*** Begin section ***

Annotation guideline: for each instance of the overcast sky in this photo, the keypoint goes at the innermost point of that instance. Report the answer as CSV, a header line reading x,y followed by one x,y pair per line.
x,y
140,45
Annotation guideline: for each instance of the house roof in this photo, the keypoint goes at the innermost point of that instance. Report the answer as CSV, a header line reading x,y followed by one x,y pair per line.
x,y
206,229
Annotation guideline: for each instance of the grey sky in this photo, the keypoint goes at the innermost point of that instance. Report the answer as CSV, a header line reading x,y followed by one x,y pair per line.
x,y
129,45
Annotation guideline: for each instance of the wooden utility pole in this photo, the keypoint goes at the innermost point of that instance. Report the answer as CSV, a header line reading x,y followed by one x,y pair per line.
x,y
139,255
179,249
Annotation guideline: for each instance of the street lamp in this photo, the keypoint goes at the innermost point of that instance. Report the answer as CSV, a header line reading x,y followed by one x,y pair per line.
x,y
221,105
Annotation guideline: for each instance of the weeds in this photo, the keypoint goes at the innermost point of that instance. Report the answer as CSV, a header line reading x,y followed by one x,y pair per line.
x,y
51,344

*** End section ***

● **TASK PROMPT**:
Your output should be an exact copy of the lines from the one containing "Annotation guideline: for each instance of the house" through the last line of the data above.

● **ANSWER TO THE EXERCISE**:
Annotation guideline: for each instance of the house roof in this photo, the keypoint goes at the innermost point of that instance. Report the answer as CSV, a header line reading x,y followed by one x,y pair per line.
x,y
206,229
Annotation guideline: for each instance of the grey sky in this photo, the keypoint goes at the innermost point of that instance. Report the answer as CSV, a header line reading x,y followed by one x,y pair per line.
x,y
129,45
Annotation guideline: for each instance of the wooden utility pole in this photo, the keypoint goes at the innermost point of that instance. Report the answer as CSV, a header line reading x,y followed by one x,y pair per line.
x,y
139,255
179,249
Annotation guideline: for each instance of the street lamp in this photo, the keypoint goes at the innermost point of that instance. Report the answer as CSV, a header line reading x,y followed by one x,y pair per line.
x,y
221,105
Annotation guideline: for each instance of the weeds in this photo, the keypoint goes at the innermost point of that instance. Report the answer as CSV, a header line reading x,y followed by one x,y pair per line.
x,y
51,344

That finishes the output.